WRITTEN EXERCISE: Please give every line of the entries below as a Markdown table with two columns, Number for the row number and Content for the line, leaving out blank lines.

[begin THE RECORDS]

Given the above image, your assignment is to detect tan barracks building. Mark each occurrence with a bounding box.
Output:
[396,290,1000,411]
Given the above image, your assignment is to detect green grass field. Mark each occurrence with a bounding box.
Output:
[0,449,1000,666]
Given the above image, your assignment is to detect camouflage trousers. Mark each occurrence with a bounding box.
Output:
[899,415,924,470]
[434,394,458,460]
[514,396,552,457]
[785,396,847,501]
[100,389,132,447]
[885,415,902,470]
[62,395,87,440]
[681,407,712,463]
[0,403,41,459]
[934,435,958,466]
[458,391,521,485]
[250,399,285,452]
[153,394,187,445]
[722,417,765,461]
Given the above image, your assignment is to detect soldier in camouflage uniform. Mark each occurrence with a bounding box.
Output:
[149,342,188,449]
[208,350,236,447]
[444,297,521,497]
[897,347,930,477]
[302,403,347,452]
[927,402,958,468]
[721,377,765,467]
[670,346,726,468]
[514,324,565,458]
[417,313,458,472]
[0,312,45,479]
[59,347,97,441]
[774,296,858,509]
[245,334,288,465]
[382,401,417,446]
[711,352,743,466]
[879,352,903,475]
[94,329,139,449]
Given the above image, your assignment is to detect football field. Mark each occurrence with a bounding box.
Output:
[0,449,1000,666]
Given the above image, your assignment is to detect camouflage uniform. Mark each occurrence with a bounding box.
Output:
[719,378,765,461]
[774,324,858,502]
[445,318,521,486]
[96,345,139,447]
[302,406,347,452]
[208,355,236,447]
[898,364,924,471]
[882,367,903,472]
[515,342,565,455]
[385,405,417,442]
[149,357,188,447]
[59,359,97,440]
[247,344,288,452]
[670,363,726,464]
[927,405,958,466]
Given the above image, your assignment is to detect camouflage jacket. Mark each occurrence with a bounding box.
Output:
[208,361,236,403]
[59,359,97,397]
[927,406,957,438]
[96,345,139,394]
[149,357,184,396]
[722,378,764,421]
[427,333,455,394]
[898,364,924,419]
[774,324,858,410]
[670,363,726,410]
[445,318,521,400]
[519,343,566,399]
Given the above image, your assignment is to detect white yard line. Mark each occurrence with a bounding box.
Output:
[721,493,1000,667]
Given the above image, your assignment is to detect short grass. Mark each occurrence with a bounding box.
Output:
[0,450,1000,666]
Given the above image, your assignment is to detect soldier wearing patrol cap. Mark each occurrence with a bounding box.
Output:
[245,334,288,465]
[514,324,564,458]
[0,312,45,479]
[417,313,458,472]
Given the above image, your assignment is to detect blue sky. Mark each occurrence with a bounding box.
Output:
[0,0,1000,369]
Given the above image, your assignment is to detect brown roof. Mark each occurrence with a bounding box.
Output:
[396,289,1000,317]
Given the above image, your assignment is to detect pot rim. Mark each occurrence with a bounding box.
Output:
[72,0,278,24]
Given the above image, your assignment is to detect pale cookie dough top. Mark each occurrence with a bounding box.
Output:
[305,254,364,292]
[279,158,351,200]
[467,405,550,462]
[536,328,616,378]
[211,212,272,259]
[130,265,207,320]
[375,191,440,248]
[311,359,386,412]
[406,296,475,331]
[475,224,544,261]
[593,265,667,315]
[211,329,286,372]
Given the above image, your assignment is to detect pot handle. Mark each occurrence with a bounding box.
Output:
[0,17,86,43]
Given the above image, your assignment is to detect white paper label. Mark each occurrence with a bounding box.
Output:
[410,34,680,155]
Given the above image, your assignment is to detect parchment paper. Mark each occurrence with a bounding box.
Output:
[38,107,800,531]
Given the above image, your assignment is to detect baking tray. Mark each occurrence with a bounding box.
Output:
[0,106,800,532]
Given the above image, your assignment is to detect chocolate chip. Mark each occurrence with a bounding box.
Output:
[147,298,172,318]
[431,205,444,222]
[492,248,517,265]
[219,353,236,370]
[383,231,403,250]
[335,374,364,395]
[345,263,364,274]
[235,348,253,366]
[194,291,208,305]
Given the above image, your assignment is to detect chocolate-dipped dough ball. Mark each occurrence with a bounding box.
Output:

[end THE RECORDS]

RESULT OF THIS EXERCISE:
| Number | Content |
|---|---|
| 1 | Given the above image, your assignment is to detect tan barracks building. Mark each occurrence with a bounding box. |
| 2 | Output: |
| 3 | [396,290,1000,411] |
| 4 | Given the above image, your assignment is to detect green grass field. Mark each occurrence with a bounding box. |
| 5 | Output: |
| 6 | [0,449,1000,666] |
| 7 | Given the above image, your assignment is to detect camouflage trousers. Mark each occurrence with a bounding box. |
| 8 | Output: |
| 9 | [899,415,924,470] |
| 10 | [434,394,458,460] |
| 11 | [514,396,552,457] |
| 12 | [785,396,847,501] |
| 13 | [100,389,132,447] |
| 14 | [885,415,902,470] |
| 15 | [62,395,87,440] |
| 16 | [681,407,712,463] |
| 17 | [0,403,41,459] |
| 18 | [934,435,958,466] |
| 19 | [458,391,521,485] |
| 20 | [250,399,285,452] |
| 21 | [153,394,187,445] |
| 22 | [722,417,765,461] |
| 23 | Given the above image, your assignment is to detect soldier in camouflage uniform. Mark each occurrence with a bounding box. |
| 24 | Output: |
| 25 | [149,342,188,449] |
| 26 | [208,350,236,447] |
| 27 | [444,297,521,497] |
| 28 | [897,347,930,477] |
| 29 | [302,403,347,452] |
| 30 | [927,402,958,468] |
| 31 | [721,377,765,467] |
| 32 | [670,346,726,468] |
| 33 | [514,324,565,458] |
| 34 | [417,313,458,472] |
| 35 | [0,312,45,479] |
| 36 | [59,347,97,441] |
| 37 | [774,296,858,509] |
| 38 | [245,334,288,465] |
| 39 | [382,401,417,446] |
| 40 | [711,352,743,466] |
| 41 | [879,352,903,475] |
| 42 | [94,329,139,449] |
| 43 | Given the above image, your assignment is to detect football field. Mark each occurrence with a bounding box. |
| 44 | Output: |
| 45 | [0,449,1000,666] |
| 46 | Given the above image, your assignment is to detect camouflage uniform. Mark each occurrence with a bounding box. |
| 47 | Output: |
| 48 | [719,378,765,461] |
| 49 | [774,324,858,502] |
| 50 | [445,318,521,486] |
| 51 | [96,345,139,447] |
| 52 | [302,406,347,452] |
| 53 | [208,355,236,447] |
| 54 | [898,364,924,471] |
| 55 | [882,367,903,472] |
| 56 | [515,342,565,455] |
| 57 | [385,405,417,442] |
| 58 | [149,357,188,447] |
| 59 | [59,359,97,440] |
| 60 | [247,344,288,452] |
| 61 | [670,363,726,464] |
| 62 | [927,405,958,466] |
| 63 | Given the above image, your assignment is to detect camouflage jacket. Mark each occurrence with a bounding box. |
| 64 | Output: |
| 65 | [208,361,236,403] |
| 66 | [59,359,97,397] |
| 67 | [927,406,957,438] |
| 68 | [96,345,139,394] |
| 69 | [149,357,184,396] |
| 70 | [722,378,764,421] |
| 71 | [427,333,455,394] |
| 72 | [898,364,924,419] |
| 73 | [774,324,858,410] |
| 74 | [670,363,726,410] |
| 75 | [445,318,521,400] |
| 76 | [519,343,566,399] |
| 77 | Given the above image, your assignment is to detect white yard line. Mark each occurrence with a bounding box. |
| 78 | Output: |
| 79 | [721,493,1000,667] |
| 80 | Given the above image, your assignment is to detect short grass. Mark each occurrence with a bounding box. |
| 81 | Output: |
| 82 | [0,450,1000,666] |
| 83 | Given the above image, your assignment is to detect soldier wearing patrol cap. Mark each occurrence with a bounding box. |
| 84 | Output: |
| 85 | [245,334,288,465] |
| 86 | [514,324,564,458] |
| 87 | [0,312,45,479] |
| 88 | [417,313,458,472] |
| 89 | Given the above image, your assignment is to detect blue sky. Mark each occurrence with a bounding box. |
| 90 | Output: |
| 91 | [0,0,1000,369] |
| 92 | Given the above image, your assignment is to detect brown roof. Mark each occurrence with a bounding box. |
| 93 | Output: |
| 94 | [396,289,1000,317] |
| 95 | Given the above image, your assignment is to detect pot rim. Mark each occurrence with a bounding box. |
| 96 | Output: |
| 97 | [72,0,278,24] |
| 98 | Given the above image, your assignment is to detect pale cookie dough top. Mark each occurrence with a bounding box. |
| 99 | Output: |
| 100 | [305,254,364,292] |
| 101 | [279,158,351,200] |
| 102 | [467,405,550,462] |
| 103 | [536,328,616,378] |
| 104 | [211,212,272,259] |
| 105 | [130,265,207,320] |
| 106 | [375,191,440,248] |
| 107 | [311,359,386,412] |
| 108 | [406,296,475,331] |
| 109 | [475,224,544,261] |
| 110 | [593,265,667,315] |
| 111 | [211,329,286,372] |
| 112 | Given the above image, your assignment is to detect pot handle. Mark each occurrence with a bounding box. |
| 113 | Output: |
| 114 | [0,17,86,43] |
| 115 | Given the above image, your assignment is to detect white paper label. Mark each occurrence with a bounding box. |
| 116 | Output: |
| 117 | [410,34,680,155] |
| 118 | Given the above image, your assignment is to detect parchment paper. Mark each occurrence with a bounding box. |
| 119 | Output: |
| 120 | [38,107,800,531] |
| 121 | Given the above image, your assignment is to detect baking tray. Mark each occurrence with a bounding box. |
| 122 | Output: |
| 123 | [0,106,800,532] |
| 124 | Given the above image, your assignment is to detect chocolate chip. Mark each occurrence with a bounding box. |
| 125 | Output: |
| 126 | [147,298,172,318] |
| 127 | [431,205,444,222] |
| 128 | [492,248,517,265] |
| 129 | [219,353,236,370] |
| 130 | [383,231,403,250] |
| 131 | [335,374,364,395] |
| 132 | [345,263,364,274] |
| 133 | [235,348,253,366] |
| 134 | [194,291,208,305] |
| 135 | Given the above image, your assignment is to detect chocolate-dipped dough ball. Mark each occurrence with a bounding box. |
| 136 | Output: |